Brief: Copy out, exactly and with nothing else, the stretch of lines that starts at the line containing "For each instance of the charred debris" and finishes at the end of the data.

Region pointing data
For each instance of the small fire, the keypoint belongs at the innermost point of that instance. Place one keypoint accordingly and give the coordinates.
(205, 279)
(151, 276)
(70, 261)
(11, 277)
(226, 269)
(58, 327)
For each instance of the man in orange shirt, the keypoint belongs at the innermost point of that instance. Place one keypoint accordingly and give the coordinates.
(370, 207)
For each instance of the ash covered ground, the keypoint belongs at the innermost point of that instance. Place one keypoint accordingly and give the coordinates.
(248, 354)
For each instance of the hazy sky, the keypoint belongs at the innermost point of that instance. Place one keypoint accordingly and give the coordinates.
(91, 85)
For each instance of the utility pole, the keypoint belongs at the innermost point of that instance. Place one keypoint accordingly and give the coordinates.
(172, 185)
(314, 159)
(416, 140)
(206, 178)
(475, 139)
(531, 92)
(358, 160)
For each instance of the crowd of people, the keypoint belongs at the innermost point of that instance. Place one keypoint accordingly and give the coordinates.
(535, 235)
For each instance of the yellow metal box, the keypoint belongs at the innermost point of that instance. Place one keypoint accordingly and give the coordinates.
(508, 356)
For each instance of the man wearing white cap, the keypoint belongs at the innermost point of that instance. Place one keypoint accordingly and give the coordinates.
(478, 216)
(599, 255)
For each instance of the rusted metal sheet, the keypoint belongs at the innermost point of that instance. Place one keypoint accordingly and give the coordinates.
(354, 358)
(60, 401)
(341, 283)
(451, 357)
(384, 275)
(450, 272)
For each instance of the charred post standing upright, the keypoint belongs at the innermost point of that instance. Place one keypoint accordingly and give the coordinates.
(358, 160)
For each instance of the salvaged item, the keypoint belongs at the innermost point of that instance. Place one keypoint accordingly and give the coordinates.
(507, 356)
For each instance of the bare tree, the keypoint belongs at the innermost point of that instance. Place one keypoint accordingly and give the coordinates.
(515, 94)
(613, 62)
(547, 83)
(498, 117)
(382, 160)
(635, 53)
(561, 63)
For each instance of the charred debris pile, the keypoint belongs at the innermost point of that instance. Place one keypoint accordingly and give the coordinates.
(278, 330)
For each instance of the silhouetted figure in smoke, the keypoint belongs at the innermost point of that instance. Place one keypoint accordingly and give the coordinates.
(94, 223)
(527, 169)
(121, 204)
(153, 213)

Response for this exercise:
For each instance of the charred debris pile, the keypoint belongs at the innermost point of that instance. Place one keypoint accordingly and give the coordinates.
(278, 330)
For each instance of the silhouetted figure in smoke, the keypoint belongs at the innermost point of that instance. Place one keypoint accordingly and give the coordinates.
(94, 223)
(527, 169)
(121, 204)
(153, 213)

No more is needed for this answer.